Given text
- Opening Delimiter -

Back to Proxysql

Database Discovery Agent (Async CLI Prototype)

scripts/mcp/DiscoveryAgent/Rich/README.md

4.0.84.6 KB
Original Source

Database Discovery Agent (Async CLI Prototype)

This prototype is a single-file Python CLI that runs an LLM-driven database discovery agent against an existing MCP Query endpoint.

It is designed to be:

  • Simple to run (no web server, no SSE, no background services)
  • Asynchronous (uses asyncio + async HTTP clients)
  • Easy to troubleshoot
    • --trace trace.jsonl records every LLM request/response and every MCP tool call/result
    • --debug shows stack traces

The UI is rendered in the terminal using Rich (live dashboard + status).


What the script does

The CLI (discover_cli.py) implements a minimal but real “multi-expert” agent:

  • A Planner (LLM) decides what to do next (bounded list of tasks).
  • Multiple Experts (LLM) execute tasks:
    • Structural: table shapes, constraints, relationship candidates
    • Statistical: table/column profiling, sampling
    • Semantic: domain inference, entity meaning, asks questions when needed
    • Query: explain plans and safe read-only validation (optional)

Experts do not talk to the database directly. They only request MCP tools. Discoveries can be stored in the MCP catalog (if your MCP provides catalog tools).

- Closing Delimiter -

Work instructions
**a)** List the names of the expert types that the discovery agent README says execute tasks.
**b)** Translate this sentence from the discovery agent README into Spanish: "Experts do not talk to the database directly."
**c)** Reproduce everything in the discovery agent README from "The UI is rendered" down to "list of tasks).", substituting "console" for "terminal".

Supplied entries

- Opening Delimiter -

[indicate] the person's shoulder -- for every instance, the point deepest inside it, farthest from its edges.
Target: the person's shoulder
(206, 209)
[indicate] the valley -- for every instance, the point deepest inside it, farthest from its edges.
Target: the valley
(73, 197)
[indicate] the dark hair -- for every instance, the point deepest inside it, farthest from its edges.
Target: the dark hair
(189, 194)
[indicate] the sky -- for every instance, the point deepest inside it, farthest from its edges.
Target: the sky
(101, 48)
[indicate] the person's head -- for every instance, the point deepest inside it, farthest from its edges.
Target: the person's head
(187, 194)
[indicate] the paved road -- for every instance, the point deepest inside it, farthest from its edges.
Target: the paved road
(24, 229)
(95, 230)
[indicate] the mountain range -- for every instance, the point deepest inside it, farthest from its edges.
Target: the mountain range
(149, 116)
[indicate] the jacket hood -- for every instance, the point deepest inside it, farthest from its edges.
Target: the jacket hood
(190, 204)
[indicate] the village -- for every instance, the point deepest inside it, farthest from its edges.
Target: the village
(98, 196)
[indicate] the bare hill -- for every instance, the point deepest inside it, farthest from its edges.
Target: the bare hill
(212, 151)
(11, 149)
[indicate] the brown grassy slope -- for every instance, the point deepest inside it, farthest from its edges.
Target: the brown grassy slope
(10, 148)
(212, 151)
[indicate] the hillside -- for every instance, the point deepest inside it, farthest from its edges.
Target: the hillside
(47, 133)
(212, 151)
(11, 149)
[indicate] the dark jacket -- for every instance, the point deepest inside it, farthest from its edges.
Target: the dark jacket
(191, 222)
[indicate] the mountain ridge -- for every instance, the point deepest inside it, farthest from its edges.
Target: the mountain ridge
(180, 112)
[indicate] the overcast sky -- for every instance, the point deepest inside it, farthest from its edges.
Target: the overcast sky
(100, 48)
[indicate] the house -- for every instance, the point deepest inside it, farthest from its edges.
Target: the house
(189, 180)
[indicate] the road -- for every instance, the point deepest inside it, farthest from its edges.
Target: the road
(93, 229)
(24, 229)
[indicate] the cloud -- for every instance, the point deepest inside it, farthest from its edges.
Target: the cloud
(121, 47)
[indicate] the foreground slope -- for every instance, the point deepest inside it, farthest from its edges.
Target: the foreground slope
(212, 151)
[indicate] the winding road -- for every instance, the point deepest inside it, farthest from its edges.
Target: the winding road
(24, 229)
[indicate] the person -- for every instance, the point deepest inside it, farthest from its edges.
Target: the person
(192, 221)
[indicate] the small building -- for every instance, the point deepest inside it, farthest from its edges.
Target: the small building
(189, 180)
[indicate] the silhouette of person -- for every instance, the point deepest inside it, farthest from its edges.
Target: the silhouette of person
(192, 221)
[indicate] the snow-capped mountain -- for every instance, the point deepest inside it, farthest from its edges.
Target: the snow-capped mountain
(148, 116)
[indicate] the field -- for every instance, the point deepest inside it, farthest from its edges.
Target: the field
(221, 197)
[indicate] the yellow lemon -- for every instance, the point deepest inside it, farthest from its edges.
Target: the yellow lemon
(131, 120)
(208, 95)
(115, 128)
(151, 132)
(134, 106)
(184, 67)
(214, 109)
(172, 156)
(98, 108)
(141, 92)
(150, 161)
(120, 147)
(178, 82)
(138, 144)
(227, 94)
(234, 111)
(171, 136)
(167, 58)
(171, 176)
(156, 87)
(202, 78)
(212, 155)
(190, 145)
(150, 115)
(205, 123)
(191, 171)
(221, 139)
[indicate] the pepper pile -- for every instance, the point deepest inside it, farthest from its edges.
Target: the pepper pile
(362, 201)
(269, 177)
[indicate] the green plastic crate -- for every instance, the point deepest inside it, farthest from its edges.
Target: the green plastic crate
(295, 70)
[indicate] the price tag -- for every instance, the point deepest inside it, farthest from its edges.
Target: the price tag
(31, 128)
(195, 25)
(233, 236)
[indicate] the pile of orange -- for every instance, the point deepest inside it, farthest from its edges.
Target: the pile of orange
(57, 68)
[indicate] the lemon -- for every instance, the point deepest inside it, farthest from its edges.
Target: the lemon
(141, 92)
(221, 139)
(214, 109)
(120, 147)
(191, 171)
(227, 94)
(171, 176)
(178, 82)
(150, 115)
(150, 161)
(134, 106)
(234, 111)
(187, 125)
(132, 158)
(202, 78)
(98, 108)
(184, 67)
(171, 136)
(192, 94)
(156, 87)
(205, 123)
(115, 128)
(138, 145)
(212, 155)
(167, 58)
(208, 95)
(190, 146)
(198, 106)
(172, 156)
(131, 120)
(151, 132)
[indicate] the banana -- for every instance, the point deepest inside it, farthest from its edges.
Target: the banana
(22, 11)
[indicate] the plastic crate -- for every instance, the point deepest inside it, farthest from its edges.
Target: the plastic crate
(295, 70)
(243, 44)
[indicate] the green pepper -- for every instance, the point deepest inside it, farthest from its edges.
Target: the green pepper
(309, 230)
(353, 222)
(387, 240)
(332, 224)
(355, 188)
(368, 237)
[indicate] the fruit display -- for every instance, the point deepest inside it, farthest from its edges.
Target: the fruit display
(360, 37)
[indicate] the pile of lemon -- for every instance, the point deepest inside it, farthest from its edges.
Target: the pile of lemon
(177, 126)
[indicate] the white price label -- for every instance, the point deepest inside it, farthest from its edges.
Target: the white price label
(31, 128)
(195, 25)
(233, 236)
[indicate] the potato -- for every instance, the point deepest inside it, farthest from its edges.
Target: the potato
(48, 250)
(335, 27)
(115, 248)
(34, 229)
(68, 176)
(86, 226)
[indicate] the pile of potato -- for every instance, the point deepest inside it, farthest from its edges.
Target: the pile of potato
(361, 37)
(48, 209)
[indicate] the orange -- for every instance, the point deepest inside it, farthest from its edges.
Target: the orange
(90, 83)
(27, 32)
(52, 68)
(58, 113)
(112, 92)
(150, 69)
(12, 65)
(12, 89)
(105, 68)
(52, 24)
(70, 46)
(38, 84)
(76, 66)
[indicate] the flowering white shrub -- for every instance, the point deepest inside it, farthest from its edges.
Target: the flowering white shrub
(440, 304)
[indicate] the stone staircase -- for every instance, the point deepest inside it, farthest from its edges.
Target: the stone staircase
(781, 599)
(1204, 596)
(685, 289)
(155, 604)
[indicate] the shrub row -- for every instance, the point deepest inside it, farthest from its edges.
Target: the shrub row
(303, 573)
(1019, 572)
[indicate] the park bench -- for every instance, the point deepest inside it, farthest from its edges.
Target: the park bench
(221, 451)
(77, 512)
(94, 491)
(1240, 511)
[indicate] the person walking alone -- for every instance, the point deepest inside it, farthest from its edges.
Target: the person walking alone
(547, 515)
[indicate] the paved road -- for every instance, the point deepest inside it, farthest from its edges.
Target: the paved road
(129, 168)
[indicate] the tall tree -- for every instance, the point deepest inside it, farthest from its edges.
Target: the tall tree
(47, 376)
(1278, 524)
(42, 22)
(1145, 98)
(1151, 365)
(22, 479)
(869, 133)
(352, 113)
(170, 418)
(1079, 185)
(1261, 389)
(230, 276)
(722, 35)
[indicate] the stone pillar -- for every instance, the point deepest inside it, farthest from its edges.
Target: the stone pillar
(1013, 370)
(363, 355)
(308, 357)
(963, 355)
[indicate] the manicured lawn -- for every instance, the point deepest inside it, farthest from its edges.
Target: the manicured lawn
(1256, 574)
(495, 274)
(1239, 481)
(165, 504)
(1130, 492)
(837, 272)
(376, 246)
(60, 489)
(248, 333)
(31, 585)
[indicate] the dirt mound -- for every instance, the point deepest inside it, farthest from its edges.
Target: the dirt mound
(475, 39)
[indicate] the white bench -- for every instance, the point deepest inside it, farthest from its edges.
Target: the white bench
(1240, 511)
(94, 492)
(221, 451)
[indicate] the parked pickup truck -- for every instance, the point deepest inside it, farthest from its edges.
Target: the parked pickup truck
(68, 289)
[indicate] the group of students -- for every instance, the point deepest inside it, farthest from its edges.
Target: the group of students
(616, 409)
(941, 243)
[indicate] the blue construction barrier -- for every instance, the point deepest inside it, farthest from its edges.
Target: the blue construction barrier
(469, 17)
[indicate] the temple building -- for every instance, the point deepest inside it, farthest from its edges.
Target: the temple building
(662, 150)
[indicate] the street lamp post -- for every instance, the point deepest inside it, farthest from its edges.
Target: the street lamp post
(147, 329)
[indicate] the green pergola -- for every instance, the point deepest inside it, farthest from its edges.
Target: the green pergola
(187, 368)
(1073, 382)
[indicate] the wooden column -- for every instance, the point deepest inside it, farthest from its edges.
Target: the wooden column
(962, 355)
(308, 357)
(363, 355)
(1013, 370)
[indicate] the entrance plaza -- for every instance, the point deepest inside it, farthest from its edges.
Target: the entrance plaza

- Closing Delimiter -

Responses
**a)** Structural, Statistical, Semantic, Query

**b)** Los expertos no se comunican directamente con la base de datos.

**c)**
The UI is rendered in the console using Rich (live dashboard + status).


What the script does

The CLI (discover_cli.py) implements a minimal but real “multi-expert” agent:

  • A Planner (LLM) decides what to do next (bounded list of tasks).